### [Exercise objective]
Produce a verbatim transcription of the records below, beginning at the line containing "outline: cobblestone street" and ending at the final line; include only those lines.

### [Source material]
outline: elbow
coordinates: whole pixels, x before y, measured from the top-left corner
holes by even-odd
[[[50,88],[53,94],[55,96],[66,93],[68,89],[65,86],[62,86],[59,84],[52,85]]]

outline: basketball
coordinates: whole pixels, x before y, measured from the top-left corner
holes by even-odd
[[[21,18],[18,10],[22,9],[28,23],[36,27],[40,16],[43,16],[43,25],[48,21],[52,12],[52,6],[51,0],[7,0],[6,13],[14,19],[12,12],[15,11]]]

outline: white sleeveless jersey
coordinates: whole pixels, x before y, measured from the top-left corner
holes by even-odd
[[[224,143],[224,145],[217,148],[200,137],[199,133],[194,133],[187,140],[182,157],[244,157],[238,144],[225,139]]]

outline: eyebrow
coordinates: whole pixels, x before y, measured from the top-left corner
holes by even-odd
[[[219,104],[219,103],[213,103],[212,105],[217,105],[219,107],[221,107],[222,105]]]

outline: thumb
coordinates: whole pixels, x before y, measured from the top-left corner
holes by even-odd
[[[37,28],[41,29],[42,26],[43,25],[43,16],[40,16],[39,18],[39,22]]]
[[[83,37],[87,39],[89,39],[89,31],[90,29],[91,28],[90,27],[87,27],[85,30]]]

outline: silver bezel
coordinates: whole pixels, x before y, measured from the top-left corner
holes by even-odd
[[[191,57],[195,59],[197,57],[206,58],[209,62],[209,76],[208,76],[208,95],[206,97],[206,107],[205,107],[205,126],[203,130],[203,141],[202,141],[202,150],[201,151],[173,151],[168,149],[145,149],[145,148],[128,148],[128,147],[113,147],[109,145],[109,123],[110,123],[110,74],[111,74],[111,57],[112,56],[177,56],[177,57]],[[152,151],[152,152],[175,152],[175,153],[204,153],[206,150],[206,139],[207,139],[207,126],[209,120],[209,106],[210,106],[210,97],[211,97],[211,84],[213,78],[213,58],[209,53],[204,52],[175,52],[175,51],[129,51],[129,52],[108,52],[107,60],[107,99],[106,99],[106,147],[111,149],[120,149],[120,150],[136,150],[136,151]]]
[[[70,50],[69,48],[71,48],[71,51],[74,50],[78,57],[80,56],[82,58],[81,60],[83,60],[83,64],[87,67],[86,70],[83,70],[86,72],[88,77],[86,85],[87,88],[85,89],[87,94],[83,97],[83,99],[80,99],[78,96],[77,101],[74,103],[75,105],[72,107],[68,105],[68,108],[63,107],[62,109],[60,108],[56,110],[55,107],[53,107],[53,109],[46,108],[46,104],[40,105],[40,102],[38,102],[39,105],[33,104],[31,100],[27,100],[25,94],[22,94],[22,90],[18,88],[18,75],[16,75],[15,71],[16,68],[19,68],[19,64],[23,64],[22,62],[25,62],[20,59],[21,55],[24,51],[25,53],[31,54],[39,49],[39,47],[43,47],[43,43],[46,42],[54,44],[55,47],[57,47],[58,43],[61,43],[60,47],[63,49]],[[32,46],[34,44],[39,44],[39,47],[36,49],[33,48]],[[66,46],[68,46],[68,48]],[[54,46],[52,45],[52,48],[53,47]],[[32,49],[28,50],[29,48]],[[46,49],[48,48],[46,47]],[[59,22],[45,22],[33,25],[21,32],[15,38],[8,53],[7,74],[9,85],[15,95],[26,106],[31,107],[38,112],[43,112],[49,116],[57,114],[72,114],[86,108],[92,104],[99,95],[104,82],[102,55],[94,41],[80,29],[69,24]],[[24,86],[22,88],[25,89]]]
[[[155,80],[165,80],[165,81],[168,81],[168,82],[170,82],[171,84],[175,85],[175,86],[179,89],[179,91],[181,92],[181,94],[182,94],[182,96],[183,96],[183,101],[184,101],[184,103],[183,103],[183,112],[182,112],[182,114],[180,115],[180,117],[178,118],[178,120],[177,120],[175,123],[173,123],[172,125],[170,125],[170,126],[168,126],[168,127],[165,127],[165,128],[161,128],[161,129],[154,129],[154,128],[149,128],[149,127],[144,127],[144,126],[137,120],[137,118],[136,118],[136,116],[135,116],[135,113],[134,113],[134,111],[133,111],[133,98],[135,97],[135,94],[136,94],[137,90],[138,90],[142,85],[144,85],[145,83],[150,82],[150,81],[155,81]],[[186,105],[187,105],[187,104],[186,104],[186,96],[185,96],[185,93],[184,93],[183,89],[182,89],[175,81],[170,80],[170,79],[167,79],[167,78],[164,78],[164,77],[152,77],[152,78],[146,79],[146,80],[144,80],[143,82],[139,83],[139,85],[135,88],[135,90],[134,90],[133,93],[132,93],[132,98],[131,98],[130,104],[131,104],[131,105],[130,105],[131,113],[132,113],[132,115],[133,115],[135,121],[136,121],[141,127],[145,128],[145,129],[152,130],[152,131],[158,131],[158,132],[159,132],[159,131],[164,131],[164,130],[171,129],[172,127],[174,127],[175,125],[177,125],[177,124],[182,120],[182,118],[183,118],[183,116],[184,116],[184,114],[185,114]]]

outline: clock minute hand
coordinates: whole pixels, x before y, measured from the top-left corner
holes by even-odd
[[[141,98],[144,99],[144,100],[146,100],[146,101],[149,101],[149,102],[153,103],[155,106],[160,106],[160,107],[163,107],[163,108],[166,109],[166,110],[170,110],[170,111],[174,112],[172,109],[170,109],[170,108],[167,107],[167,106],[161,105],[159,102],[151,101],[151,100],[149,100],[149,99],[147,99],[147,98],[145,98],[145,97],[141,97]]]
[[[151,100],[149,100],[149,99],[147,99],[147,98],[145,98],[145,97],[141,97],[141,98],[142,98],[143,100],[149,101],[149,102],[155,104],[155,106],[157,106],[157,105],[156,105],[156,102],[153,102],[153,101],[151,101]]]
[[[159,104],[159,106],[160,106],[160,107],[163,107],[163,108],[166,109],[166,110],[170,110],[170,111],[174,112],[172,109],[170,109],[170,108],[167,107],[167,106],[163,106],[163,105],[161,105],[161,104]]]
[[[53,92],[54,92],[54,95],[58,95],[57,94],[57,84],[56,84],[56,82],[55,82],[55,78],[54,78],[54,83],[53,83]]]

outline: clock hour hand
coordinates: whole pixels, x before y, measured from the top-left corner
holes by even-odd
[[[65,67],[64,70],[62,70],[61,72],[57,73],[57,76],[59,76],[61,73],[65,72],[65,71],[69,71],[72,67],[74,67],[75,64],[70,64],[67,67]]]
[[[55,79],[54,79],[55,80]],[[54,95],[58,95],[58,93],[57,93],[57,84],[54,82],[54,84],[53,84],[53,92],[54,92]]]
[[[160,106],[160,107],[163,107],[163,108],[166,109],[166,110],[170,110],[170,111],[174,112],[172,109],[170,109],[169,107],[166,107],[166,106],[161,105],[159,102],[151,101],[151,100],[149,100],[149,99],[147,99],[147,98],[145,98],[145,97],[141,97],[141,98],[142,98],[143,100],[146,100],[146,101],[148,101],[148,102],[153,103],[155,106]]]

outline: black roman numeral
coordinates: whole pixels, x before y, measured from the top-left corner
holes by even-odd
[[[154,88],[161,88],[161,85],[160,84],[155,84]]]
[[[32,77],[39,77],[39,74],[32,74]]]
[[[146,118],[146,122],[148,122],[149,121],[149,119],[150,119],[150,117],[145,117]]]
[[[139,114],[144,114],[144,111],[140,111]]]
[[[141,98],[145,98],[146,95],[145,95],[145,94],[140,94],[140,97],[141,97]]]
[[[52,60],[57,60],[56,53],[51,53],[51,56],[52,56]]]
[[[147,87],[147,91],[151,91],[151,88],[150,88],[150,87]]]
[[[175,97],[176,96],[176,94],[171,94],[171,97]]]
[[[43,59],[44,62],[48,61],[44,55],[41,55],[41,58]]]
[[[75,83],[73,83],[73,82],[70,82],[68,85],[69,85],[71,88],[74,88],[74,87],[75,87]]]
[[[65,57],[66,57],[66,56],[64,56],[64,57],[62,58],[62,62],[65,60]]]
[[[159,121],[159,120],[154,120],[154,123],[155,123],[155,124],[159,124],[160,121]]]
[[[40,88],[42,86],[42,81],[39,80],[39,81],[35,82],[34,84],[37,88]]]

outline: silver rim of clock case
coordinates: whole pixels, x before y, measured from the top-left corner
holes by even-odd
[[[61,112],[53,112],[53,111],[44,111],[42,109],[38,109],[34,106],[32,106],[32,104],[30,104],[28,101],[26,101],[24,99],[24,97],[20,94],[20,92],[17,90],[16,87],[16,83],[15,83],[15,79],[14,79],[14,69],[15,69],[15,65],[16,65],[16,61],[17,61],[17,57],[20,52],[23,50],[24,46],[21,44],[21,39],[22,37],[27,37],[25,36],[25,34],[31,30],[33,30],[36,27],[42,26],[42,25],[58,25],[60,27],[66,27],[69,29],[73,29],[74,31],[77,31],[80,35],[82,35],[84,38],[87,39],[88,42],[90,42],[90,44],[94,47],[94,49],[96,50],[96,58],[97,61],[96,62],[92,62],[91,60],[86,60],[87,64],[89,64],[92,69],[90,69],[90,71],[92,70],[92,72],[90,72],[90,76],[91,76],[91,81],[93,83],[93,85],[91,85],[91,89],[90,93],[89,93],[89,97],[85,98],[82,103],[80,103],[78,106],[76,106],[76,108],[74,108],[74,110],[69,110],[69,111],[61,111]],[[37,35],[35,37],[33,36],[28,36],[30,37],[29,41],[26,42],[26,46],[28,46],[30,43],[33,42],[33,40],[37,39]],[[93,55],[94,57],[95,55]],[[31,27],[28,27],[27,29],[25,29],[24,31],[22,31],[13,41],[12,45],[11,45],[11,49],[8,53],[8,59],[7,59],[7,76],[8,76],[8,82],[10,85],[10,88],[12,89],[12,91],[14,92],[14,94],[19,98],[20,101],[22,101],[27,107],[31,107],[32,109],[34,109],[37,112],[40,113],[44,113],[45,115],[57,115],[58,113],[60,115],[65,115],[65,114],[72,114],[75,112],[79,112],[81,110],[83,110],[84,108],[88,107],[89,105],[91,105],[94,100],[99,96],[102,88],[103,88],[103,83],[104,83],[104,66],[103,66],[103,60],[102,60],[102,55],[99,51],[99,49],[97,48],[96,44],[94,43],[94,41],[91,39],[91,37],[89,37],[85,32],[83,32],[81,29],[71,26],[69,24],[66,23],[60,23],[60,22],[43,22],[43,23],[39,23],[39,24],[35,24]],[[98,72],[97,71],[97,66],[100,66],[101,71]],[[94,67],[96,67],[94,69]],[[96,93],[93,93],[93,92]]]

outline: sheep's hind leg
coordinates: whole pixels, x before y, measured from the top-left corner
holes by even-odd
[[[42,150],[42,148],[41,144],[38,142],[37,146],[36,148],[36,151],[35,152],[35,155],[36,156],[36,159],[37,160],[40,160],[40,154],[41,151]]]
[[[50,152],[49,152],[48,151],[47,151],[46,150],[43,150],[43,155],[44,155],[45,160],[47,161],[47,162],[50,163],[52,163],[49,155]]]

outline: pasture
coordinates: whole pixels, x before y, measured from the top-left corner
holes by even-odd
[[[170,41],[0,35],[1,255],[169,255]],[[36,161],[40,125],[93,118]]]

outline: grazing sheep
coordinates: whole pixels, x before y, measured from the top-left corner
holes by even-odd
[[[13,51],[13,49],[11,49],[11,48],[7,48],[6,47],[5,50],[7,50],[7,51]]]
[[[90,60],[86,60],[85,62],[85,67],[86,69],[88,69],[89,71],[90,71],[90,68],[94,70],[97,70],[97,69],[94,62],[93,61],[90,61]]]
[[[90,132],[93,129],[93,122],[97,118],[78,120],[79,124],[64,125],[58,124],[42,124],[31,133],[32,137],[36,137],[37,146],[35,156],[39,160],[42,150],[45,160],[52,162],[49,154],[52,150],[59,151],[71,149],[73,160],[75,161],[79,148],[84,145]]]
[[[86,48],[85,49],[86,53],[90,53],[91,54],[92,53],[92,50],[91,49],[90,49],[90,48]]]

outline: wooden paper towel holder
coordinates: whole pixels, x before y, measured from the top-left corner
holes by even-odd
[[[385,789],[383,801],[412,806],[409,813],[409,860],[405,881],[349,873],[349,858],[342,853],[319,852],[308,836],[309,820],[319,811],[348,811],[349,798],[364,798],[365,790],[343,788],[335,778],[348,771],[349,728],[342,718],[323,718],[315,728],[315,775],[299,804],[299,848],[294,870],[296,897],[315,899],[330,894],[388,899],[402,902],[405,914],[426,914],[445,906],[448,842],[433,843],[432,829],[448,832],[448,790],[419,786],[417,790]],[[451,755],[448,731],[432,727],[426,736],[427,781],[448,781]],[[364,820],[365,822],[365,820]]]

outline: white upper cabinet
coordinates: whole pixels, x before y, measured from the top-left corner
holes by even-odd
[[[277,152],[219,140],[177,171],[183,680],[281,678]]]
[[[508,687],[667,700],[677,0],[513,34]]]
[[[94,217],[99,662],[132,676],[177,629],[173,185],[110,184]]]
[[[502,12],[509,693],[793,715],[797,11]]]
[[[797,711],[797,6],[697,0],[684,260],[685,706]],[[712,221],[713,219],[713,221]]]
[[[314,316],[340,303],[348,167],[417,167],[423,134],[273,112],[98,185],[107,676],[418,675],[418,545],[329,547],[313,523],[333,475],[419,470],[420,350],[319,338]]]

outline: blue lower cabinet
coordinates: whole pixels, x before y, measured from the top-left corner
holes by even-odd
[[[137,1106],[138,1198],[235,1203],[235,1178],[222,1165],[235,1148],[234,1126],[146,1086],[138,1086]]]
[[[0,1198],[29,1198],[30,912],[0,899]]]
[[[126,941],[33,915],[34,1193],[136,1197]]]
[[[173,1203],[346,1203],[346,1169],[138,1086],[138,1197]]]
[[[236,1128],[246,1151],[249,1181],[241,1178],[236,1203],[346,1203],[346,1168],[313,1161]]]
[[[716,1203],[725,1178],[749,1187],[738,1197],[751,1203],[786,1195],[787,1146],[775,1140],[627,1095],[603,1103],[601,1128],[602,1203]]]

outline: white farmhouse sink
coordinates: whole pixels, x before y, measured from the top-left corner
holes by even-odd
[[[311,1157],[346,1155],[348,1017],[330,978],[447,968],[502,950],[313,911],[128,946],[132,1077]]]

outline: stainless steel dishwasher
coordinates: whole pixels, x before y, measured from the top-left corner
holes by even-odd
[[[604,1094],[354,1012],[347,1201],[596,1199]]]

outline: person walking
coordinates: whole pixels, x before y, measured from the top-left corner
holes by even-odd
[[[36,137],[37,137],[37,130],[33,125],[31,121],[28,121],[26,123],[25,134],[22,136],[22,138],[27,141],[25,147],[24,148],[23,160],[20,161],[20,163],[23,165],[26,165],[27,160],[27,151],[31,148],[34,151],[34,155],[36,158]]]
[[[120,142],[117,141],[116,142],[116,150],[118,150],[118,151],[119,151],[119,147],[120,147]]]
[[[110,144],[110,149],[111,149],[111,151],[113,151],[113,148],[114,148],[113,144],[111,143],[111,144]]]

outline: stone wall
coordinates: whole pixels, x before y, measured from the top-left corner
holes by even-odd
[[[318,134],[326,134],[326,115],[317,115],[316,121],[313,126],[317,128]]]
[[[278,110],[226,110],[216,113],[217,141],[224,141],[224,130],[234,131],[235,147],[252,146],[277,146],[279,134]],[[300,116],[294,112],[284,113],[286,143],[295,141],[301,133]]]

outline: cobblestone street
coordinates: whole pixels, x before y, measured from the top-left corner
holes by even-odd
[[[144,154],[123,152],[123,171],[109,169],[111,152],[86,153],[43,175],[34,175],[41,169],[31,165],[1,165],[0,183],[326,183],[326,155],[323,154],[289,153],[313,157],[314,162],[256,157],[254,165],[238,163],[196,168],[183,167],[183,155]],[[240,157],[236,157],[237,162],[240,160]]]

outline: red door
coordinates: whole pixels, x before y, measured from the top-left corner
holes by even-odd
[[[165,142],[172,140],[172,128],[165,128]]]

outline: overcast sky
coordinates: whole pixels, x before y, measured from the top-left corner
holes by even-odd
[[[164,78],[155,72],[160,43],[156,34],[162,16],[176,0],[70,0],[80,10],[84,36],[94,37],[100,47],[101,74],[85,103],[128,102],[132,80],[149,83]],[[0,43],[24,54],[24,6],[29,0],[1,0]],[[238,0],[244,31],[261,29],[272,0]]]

### [Result]
outline: cobblestone street
coordinates: whole pixels, x before y, measured from the top-left corner
holes by even-odd
[[[144,154],[123,152],[123,171],[109,169],[111,152],[86,153],[43,175],[34,175],[41,169],[31,165],[1,165],[0,183],[326,183],[326,155],[323,154],[289,153],[313,157],[314,162],[256,157],[254,165],[238,163],[196,168],[183,167],[183,155]],[[240,157],[236,157],[237,162],[240,160]]]

outline: red door
coordinates: whole pixels, x before y, measured from the top-left corner
holes by even-odd
[[[165,142],[172,140],[172,128],[165,128]]]

outline: overcast sky
coordinates: whole pixels, x before y, measured from the top-left corner
holes by even-odd
[[[164,78],[155,72],[160,43],[156,34],[162,16],[176,0],[70,0],[80,10],[84,36],[94,37],[100,47],[101,74],[85,103],[128,102],[132,80],[149,83]],[[0,43],[24,54],[24,6],[29,0],[1,0]],[[238,0],[244,31],[261,29],[272,0]]]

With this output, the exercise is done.